PASSAGE FOR REVIEW:
________

There are enzymes contained within muscle cells that can be released into the blood in response to vigorous exercise. These enzymes and other break-down products escape from damaged (leaky) muscle cells. It happens in a lot of healthy athletes. The soreness that you feel the day after hard exercise is a sign of damaged muscle (both micro- and macroscopic). Your muscles respond by healing and getting stronger, so that it is harder to injure them next time. The common muscle enzymes released from injury and found in the blood are CPK (creatine phosphokinase) and AST (aspartate aminotransferase).
AST is also found in the liver and can be released in high amounts in diseases causing destruction of liver cells (eg., hepatitis). Blood banks are cautious and do not want to use blood that may contain hepatitis viruses. They perform a number of tests on the blood to look for signs of liver damage (AST, ALT, and sometimes GGT) in addition to specific antibody and antigen testing to look for signs of hepatitis (and HIV) viruses. Blood is rejected if it fails to pass all of the tests. The first time this happens you should consult a physician -- just like the rejection letter says. This is to have your individual case reviewed and to look for any signs of disease.

________

EXCERPTED DATA:

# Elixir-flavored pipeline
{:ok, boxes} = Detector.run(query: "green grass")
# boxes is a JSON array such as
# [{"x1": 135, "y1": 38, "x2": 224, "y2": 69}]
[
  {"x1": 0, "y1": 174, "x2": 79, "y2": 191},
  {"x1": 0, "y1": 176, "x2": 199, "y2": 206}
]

________

TASK: List every test the text on muscle enzymes and blood donation says blood banks run to look for signs of liver damage. The items are not used in any task.

RESULT BELOW: AST, ALT, and sometimes GGT